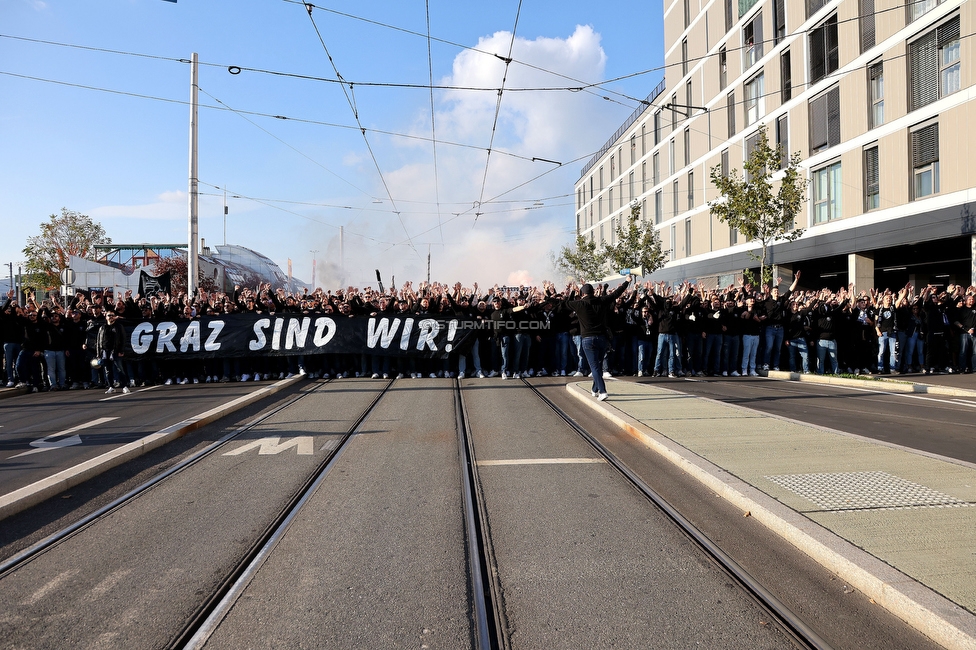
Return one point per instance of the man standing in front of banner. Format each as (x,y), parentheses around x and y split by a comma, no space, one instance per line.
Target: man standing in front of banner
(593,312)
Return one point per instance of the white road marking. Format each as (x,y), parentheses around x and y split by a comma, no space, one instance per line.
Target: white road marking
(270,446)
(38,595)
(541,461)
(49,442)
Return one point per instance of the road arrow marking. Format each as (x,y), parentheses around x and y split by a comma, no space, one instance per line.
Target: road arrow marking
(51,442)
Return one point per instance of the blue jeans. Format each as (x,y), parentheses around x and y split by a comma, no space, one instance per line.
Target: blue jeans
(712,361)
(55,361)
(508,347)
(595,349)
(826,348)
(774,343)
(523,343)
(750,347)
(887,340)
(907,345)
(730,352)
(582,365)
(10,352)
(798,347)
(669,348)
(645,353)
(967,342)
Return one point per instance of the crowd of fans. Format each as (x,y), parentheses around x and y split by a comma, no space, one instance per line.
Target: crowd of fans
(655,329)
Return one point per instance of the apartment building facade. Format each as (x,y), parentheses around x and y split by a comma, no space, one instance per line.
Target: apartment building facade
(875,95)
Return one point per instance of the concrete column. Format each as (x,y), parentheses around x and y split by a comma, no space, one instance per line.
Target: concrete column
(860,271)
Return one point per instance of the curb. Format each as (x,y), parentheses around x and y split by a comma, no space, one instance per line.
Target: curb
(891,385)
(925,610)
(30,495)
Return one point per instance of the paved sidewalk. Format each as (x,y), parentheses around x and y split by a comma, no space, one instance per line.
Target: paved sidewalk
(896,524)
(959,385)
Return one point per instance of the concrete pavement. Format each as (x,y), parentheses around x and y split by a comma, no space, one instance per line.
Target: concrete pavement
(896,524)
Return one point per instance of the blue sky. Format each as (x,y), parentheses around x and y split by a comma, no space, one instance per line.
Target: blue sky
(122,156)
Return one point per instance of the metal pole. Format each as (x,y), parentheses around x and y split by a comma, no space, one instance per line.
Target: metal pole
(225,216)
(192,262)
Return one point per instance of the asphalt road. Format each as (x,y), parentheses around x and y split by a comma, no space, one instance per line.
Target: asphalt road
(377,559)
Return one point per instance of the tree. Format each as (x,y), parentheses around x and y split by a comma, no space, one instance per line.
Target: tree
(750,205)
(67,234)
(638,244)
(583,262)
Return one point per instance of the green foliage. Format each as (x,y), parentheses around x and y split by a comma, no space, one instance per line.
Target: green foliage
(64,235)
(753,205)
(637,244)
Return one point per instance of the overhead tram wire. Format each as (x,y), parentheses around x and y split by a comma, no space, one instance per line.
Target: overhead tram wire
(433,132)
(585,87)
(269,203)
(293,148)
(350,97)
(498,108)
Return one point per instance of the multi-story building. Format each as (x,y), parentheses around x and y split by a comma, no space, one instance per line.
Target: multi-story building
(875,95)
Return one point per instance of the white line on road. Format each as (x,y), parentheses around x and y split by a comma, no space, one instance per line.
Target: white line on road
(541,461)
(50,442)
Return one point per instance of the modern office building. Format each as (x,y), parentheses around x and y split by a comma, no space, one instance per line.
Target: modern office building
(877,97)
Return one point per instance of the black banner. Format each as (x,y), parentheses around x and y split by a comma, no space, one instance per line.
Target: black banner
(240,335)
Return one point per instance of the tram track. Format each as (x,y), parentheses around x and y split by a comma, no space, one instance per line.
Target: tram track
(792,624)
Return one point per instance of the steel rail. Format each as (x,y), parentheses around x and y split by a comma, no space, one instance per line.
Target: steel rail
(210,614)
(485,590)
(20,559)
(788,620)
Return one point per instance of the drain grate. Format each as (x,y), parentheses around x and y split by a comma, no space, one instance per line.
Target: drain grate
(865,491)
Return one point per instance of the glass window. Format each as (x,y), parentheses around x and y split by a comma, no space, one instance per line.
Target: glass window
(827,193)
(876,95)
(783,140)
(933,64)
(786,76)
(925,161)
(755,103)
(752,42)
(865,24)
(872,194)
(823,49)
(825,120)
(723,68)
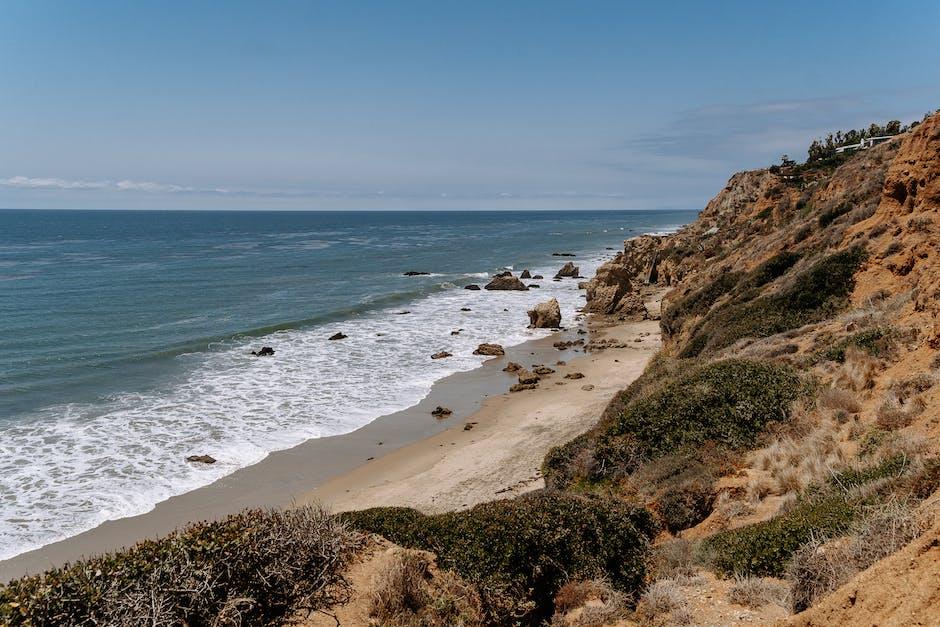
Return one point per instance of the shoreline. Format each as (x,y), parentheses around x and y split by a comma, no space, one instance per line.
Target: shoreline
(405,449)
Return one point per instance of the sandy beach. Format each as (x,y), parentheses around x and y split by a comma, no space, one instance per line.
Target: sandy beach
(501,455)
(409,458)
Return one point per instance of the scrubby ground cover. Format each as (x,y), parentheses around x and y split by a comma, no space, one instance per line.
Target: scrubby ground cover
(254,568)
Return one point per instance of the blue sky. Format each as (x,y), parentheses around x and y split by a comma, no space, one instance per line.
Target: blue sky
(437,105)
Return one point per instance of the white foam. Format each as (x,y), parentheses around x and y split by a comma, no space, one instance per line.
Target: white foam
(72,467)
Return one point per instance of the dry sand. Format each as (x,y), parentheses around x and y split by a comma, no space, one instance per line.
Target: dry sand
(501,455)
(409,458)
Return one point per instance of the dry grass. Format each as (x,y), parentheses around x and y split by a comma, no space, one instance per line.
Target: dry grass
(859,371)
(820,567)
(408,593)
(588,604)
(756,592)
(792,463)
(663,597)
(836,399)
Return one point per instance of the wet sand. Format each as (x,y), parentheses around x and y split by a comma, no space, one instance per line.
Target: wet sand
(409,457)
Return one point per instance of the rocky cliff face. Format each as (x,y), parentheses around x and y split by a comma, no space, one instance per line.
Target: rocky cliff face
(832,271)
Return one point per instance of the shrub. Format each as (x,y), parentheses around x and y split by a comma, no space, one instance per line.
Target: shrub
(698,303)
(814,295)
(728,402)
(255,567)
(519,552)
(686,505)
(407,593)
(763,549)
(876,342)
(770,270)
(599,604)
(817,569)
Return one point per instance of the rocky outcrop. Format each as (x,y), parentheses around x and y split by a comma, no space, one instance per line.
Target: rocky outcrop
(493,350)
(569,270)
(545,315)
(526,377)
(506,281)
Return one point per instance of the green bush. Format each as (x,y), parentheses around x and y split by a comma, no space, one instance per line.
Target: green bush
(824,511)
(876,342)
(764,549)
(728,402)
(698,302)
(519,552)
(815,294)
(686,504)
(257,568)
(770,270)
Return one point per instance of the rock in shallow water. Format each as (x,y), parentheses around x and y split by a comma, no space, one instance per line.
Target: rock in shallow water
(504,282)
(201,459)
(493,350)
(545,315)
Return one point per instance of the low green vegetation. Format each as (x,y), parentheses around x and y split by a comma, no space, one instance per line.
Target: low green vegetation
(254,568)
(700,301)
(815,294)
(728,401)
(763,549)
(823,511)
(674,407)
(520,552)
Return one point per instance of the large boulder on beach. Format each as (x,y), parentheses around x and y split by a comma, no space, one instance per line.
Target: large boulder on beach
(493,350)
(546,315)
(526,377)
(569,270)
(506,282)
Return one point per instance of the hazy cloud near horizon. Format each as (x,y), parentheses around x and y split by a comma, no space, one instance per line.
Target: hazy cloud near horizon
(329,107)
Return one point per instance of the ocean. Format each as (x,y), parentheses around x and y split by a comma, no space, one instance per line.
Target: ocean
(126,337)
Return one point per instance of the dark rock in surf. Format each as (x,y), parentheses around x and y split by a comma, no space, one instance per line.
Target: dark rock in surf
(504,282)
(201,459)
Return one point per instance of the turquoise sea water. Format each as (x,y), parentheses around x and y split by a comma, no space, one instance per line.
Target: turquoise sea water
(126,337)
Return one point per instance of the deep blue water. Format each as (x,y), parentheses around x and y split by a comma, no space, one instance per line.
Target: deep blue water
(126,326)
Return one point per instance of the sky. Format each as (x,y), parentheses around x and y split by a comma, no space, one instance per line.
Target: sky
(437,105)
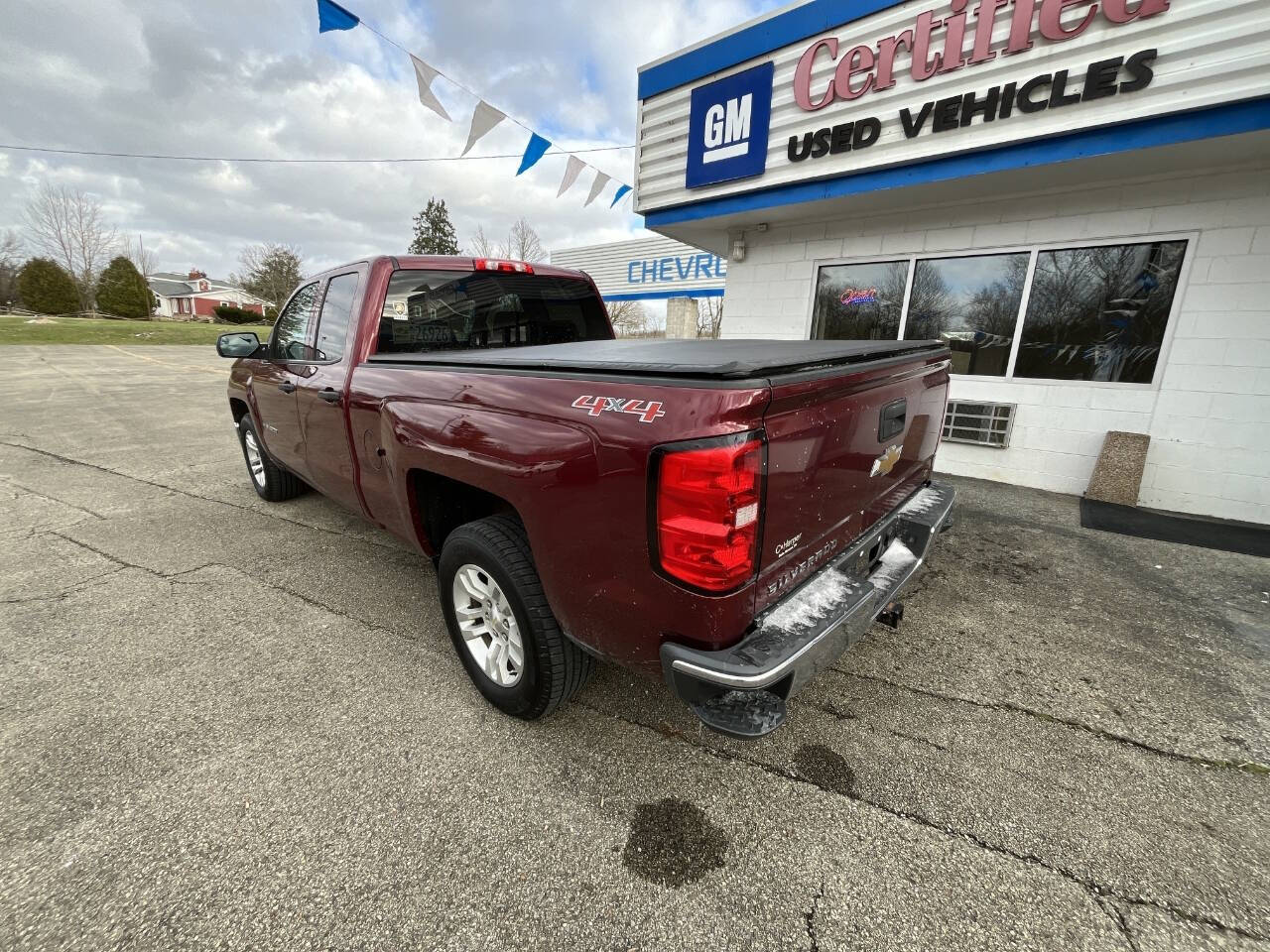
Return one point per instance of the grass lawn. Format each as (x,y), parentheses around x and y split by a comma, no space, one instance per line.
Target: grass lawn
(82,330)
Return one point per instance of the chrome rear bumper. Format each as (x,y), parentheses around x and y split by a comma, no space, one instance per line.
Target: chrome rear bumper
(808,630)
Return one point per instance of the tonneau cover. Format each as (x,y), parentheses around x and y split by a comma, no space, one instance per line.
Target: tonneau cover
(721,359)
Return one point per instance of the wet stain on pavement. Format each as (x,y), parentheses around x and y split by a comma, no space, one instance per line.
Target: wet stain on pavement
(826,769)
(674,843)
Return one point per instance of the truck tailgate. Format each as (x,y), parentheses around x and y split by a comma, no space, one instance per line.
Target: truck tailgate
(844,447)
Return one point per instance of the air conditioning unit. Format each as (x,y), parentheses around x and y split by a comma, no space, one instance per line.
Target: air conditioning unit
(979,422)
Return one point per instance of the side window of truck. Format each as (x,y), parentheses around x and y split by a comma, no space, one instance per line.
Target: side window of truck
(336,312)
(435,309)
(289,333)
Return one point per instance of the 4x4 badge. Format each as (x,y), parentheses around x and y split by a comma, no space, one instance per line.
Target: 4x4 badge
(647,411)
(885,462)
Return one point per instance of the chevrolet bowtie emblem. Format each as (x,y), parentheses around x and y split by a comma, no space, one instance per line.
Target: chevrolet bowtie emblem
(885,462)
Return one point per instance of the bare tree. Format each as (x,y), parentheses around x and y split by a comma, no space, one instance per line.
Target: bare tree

□ □ □ □ □ □ □

#### Your instructions:
Beginning with the line that contains "Target: air conditioning unit", each line of the records above through the last one must be printed word for word.

#### Your solution:
Target: air conditioning unit
(979,422)
Return one point per instance of the side window of truck. Format each as (x,y), parentheses around x and y split by a comma, no space, one instance per line.
Target: side window of truck
(336,312)
(435,309)
(289,333)
Return one point per instance of the 4x4 badge. Format each as (x,y), parentheses around x and y split by a comma, no space, one instance per line.
Target: 4x4 badge
(647,411)
(885,462)
Return one point per instance of the chevrolet bowtie emblem. Format each as (x,y), parentheses around x and y split by a comma, no space, one instance per line.
Target: chevrolet bowtie emblem
(885,462)
Return one point per instance of the bare tree. Format each as (x,y), parentheses around x and y split by a comma, no space, one instance per line.
Target: bare tree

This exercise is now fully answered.